• Excerpted passage:
To define the *AlexNet* model in `__init__`, you will need the following layers as building blocks:
- Convolutional layer `torch.nn.Conv2d(in_channels, out_channels, kernel_size, stride, padding)` [doc](https://pytorch.org/docs/stable/generated/torch.nn.Conv2d.html)
- ReLU activation function `torch.nn.ReLU()` [doc](https://pytorch.org/docs/stable/generated/torch.nn.ReLU.html)
- Max-pooling layer `torch.nn.MaxPool2d(kernel_size, stride)` [doc](https://pytorch.org/docs/stable/generated/torch.nn.MaxPool2d.html)
- Dropout `torch.nn.Dropout(p)` [doc](https://pytorch.org/docs/stable/generated/torch.nn.Dropout.html)
- Fully connected layer `torch.nn.Linear(in_features, out_features)` [doc](https://pytorch.org/docs/stable/generated/torch.nn.Linear.html)

Last but not least: Always remember, [Google](https://www.google.com) is your best friend.

In [1]:
# IMPORTS
import torch
import torchvision
import os
import time
import numpy as np
import random

In [2]:
# MODEL
# Define neural network by subclassing PyTorch's nn.Module. 
class AlexNet(torch.nn.Module):
    
    # Initialize neural network layers in __init__. 
    def __init__(self, num_classes = 1000, dropout = 0.5):
        super().__init__()
        self.features = torch.nn.Sequential(
            # AlexNet has 8 layers: 5 convolutional layers, some followed by max-pooling (see figure),
            # and 3 fully connected layers. In this model, we use nn.ReLU between our layers, 
            # but there are other activations to introduce non-linearity in a model.
            # nn.Sequential is an ordered container of modules. 
            # The data is passed through all the modules in the same order as defined. 
            # You can use sequential containers to put together a quick network.
            #
            # IMPLEMENT FEATURE-EXTRACTOR PART OF ALEXNET HERE!
            # 1st convolutional layer (+ max-pooling)
            torch.nn.Conv2d(3, 64, kernel_size=11, stride=4, padding=2),
            torch.nn.ReLU(inplace=True),
            torch.nn.MaxPool2d(kernel_size=3, stride=2),
            ## 2nd convolutional layer (+ max-pooling)
            ## 3rd + 4th convolutional layer
            ## 5th convolutional layer (+ max-pooling)
        )
        # Average pooling to downscale possibly larger input images.
        self.avgpool = torch.nn.AdaptiveAvgPool2d((6, 6))
        self.classifier = torch.nn.Sequential( 
            # IMPLEMENT FULLY CONNECTED MULTI-LAYER PERCEPTRON PART HERE!
            # 6th, 7th + 8th fully connected layer 
            # The linear layer is a module that applies a linear transformation 
            # on the input using its stored weights and biases.
            # 6th fully connected layer (+ dropout)
            torch.nn.Dropout(p=dropout),
            torch.nn.Linear(256 * 6 * 6, 4096),
            torch.nn.ReLU(inplace=True),
            ## 7th fully connected layer (+ dropout)
            # 8th (output) layer
            torch.nn.Linear(4096, num_classes),
        )

• Detection annotation records:
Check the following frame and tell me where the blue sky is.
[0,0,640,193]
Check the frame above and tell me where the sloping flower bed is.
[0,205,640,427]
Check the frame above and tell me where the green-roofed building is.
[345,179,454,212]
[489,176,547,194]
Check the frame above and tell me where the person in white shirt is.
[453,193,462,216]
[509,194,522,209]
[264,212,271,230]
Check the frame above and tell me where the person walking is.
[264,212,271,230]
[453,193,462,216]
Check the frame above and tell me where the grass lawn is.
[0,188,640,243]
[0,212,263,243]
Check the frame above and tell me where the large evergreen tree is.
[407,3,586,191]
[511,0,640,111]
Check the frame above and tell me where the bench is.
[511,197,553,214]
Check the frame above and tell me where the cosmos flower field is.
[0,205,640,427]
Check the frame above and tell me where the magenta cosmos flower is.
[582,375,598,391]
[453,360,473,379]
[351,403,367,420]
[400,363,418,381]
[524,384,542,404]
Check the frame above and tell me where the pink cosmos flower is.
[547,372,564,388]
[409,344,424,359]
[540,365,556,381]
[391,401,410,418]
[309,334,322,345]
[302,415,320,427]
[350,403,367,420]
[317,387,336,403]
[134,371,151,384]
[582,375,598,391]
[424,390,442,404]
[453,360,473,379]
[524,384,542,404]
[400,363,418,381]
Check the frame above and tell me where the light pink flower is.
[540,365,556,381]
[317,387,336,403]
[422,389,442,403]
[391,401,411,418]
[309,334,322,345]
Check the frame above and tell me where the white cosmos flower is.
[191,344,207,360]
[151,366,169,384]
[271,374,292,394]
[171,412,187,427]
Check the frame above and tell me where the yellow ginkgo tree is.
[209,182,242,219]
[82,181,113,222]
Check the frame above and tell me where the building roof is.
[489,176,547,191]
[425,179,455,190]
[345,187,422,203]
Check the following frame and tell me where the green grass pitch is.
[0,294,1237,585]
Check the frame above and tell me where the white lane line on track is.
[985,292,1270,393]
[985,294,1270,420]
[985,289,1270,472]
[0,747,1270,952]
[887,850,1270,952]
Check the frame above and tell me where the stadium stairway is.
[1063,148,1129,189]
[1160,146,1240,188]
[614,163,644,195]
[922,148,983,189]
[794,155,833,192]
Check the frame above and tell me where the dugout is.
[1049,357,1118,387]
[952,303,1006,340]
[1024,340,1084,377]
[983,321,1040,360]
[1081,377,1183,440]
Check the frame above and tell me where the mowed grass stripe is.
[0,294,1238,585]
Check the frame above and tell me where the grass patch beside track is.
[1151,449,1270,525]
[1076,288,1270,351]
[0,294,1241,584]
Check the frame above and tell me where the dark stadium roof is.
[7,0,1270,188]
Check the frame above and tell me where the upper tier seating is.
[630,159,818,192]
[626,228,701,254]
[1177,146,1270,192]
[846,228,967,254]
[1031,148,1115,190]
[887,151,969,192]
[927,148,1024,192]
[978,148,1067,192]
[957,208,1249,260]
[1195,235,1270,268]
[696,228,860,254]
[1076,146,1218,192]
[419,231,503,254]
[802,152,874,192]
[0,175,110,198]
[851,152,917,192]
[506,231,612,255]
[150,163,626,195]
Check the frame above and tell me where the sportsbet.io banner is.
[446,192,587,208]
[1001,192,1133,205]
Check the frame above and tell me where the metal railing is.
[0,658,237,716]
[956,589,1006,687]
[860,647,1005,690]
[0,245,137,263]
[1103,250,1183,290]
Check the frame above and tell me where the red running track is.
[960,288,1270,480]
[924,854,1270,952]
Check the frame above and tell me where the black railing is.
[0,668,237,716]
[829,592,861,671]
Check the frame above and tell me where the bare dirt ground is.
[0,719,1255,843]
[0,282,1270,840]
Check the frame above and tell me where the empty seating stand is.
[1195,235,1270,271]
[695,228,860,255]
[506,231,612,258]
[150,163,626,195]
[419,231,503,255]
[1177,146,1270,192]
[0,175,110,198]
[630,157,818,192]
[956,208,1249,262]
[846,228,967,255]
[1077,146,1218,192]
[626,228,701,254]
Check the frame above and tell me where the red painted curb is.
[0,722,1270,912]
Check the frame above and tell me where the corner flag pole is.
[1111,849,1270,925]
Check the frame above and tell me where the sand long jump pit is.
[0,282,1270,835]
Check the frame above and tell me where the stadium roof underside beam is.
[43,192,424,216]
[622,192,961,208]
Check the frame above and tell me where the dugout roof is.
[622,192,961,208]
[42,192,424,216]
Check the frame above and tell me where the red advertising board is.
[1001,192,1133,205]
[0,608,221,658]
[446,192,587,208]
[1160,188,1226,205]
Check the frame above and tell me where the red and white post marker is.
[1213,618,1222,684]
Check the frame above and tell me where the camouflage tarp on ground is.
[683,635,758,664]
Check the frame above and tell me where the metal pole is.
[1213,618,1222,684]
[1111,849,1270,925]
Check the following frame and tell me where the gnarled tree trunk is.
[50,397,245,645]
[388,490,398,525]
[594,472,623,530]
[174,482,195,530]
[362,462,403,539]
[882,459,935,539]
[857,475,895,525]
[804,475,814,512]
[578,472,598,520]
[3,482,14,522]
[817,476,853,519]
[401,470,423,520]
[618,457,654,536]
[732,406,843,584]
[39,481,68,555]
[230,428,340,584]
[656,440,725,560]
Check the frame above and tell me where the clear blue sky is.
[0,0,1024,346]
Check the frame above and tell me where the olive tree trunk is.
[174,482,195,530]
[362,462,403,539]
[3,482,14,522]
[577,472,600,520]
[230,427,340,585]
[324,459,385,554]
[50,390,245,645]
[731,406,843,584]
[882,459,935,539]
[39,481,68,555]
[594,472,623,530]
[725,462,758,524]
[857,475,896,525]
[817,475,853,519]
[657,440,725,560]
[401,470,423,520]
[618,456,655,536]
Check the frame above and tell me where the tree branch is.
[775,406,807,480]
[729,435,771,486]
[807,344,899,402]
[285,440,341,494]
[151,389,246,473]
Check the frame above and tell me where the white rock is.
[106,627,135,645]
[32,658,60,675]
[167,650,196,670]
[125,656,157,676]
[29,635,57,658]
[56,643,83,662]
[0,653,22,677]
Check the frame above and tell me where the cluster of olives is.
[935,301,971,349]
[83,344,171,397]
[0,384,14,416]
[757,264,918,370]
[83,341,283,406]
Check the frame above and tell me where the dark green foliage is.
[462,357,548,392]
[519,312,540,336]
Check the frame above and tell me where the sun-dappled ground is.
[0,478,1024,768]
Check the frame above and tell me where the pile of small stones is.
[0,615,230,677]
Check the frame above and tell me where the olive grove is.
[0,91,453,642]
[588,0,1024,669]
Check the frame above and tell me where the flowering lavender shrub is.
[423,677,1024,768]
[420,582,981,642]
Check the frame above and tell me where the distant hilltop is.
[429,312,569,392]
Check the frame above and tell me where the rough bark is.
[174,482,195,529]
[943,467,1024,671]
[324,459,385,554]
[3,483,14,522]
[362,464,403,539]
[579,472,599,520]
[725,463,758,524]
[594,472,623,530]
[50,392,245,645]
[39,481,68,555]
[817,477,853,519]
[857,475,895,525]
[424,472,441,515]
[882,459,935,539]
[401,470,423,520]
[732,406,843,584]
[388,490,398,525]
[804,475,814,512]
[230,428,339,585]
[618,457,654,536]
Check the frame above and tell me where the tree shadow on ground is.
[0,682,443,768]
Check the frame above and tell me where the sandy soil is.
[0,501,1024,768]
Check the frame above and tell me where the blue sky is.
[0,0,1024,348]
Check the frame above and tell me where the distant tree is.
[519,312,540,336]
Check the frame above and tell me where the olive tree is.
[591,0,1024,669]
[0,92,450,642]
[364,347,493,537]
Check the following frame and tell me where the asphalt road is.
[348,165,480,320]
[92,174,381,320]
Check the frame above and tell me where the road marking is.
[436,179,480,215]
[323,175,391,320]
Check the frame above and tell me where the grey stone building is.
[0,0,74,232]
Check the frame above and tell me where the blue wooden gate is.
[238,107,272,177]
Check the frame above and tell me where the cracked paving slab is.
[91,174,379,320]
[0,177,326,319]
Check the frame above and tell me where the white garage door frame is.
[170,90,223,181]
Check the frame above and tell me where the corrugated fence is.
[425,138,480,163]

• Exercise set:
(a) In the AlexNet excerpt, reproduce the passage starting at "# 6th fully" and ending at "7th fully connected layer (+ dropout)".
(b) Rewrite more briefly the paragraph of the AlexNet excerpt that begins "To define the *AlexNet* model in `__init__`", keeping its main facts.
(c) According to the code comments in the AlexNet excerpt, how many layers does AlexNet have, and of what kinds?
The rows are separate material and are not related to the AlexNet excerpt.

• The solutions:
(a)
# 6th fully connected layer (+ dropout)
            torch.nn.Dropout(p=dropout),
            torch.nn.Linear(256 * 6 * 6, 4096),
            torch.nn.ReLU(inplace=True),
            ## 7th fully connected layer (+ dropout)

(b) Defining AlexNet in `__init__` requires five kinds of layers: convolutional (`torch.nn.Conv2d`), ReLU activation (`torch.nn.ReLU`), max-pooling (`torch.nn.MaxPool2d`), dropout (`torch.nn.Dropout`), and fully connected (`torch.nn.Linear`).

(c) AlexNet has 8 layers: 5 convolutional layers and 3 fully connected layers.